§ **SHORT TASK**: Reproduce word for word the stretch of the fishing line forum thread from "I used Seagar" through "tought and invisible.".

+++ TEXT TO READ

Since the first year it came out I've used 10# original Vanish on my bass spinning rods. Never had a break-off. It can develop hellish birds nests and such from twist in the line, but no other problems so far, and its been how many years now?


----------



## Jignpig (Jul 2, 2007)

I ran across this a month or so ago, noticed ya'lls topic and thought ya'll might be interested. They sure get down to the nitty gritty. There are 2 different reviews on this site, as well as reviews on alot of marine equip. Hope it helps. Tightlines.

http://www.tackletour.com/reviewfluorocarbontest.html


----------



## elkhtr (Oct 23, 2006)

thanks Jignpig, looks like I'll have to order some floro from Bass Pro


----------



## j-fox.4 (Jun 30, 2007)

Jignpig said:


> I ran across this a month or so ago, noticed ya'lls topic and thought ya'll might be interested. They sure get down to the nitty gritty. There are 2 different reviews on this site, as well as reviews on alot of marine equip. Hope it helps. Tightlines.
> 
> http://www.tackletour.com/reviewfluorocarbontest.html



If you read the 2nd review of flourocarbon on tackletour, you get the feeling that fc isn't all that it's cracked up to be. I'm not sold on it yet. I'll definietly be looking forward to the 3rd review from tackletour before I make any big fc purchases.


----------



## ohiou_98 (Mar 19, 2007)

I bought some PLine Floroclear the other day (to use as a leader). The box stated that it is Fluorocarbon coated and mentioned something about "copolymer" line (What is copolymer?) When I read coated with fluorocarbon I wondered about quality. Why coated?


----------



## flypilot33 (Feb 9, 2006)

I used Seagar flourocarbon last year and loved it. I had 10 pound for cranks and 14 for worms and rigging. You can't break that stuff. I used to use vanish but it frays easily and snaps off even when not frayed. But that seagar flourocarbon was tought and invisible.


----------



## Bob4246 (Dec 30, 2004)

++++++
+++ PROVIDED MATERIAL

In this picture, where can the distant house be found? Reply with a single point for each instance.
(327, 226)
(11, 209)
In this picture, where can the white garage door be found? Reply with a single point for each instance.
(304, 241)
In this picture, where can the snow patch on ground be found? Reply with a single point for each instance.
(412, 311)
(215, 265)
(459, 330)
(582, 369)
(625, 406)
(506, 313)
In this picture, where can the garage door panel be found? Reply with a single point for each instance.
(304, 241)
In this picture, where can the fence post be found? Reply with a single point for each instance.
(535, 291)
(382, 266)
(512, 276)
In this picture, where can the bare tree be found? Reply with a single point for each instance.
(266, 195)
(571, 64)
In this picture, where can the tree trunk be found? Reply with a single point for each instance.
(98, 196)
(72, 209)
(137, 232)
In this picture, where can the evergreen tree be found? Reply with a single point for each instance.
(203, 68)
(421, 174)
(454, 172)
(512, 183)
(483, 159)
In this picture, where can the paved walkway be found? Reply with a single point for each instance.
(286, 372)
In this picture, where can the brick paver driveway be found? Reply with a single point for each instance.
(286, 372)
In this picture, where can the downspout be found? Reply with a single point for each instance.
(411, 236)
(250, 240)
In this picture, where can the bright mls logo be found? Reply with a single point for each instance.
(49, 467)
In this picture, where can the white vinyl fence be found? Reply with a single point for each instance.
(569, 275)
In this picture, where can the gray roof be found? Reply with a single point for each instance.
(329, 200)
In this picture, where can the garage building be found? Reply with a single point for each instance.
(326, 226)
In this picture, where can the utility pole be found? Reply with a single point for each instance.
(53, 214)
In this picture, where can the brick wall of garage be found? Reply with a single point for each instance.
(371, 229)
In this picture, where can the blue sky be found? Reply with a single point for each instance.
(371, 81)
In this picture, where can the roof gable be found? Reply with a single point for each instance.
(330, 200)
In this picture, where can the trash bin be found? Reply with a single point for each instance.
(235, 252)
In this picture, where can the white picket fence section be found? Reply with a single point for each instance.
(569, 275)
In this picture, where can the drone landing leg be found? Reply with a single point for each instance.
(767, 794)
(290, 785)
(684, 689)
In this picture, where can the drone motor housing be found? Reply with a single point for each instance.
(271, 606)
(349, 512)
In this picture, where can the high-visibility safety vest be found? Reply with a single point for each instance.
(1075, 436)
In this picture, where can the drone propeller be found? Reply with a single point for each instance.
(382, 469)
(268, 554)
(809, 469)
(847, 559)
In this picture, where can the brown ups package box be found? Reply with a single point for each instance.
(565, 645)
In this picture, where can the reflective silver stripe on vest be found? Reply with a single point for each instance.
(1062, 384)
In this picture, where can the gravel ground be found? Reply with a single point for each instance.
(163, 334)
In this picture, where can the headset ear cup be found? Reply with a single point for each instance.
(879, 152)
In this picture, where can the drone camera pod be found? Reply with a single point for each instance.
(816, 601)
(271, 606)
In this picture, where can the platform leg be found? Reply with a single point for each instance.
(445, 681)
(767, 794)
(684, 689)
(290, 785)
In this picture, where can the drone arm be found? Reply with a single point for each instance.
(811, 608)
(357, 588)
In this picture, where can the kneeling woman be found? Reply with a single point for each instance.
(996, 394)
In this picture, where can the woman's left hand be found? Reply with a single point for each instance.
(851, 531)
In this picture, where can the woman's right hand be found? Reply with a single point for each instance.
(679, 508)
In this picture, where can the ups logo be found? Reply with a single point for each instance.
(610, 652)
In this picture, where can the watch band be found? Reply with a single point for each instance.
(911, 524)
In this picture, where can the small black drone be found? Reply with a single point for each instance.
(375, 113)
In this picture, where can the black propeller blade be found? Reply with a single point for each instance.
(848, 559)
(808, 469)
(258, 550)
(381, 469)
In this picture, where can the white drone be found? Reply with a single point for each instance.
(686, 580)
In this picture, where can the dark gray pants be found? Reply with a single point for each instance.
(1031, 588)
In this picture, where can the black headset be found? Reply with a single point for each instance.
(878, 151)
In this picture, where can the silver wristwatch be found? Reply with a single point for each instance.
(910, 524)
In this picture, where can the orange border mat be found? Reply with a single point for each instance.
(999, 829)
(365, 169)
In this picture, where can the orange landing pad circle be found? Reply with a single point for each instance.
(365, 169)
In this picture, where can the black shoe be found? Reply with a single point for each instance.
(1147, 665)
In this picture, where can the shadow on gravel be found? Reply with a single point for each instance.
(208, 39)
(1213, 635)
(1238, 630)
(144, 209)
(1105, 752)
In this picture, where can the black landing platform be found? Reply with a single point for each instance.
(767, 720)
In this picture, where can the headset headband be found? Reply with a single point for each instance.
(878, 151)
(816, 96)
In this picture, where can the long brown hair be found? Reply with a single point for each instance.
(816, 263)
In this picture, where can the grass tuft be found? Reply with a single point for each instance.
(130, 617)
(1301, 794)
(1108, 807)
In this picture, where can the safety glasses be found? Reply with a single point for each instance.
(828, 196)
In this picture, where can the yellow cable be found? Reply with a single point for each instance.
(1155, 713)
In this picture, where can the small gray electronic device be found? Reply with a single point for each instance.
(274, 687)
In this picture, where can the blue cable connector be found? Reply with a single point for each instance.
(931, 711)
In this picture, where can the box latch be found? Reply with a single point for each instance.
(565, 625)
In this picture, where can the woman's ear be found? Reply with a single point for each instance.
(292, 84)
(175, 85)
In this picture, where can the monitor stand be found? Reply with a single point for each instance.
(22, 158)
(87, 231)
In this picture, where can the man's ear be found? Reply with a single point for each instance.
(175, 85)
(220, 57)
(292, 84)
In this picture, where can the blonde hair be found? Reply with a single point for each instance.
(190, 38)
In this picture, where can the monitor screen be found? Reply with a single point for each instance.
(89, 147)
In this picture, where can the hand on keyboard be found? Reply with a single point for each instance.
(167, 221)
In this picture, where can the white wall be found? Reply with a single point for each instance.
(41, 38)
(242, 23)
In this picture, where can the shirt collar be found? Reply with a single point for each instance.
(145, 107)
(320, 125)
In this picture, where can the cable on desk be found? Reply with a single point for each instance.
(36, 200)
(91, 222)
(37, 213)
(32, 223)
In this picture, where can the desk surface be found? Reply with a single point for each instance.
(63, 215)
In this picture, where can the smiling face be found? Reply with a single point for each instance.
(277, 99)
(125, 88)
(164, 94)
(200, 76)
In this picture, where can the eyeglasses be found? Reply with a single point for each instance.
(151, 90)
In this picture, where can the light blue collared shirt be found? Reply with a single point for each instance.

++++++

§ **SOLUTION FOR THIS PROBLEM**:
I used Seagar flourocarbon last year and loved it. I had 10 pound for cranks and 14 for worms and rigging. You can't break that stuff. I used to use vanish but it frays easily and snaps off even when not frayed. But that seagar flourocarbon was tought and invisible.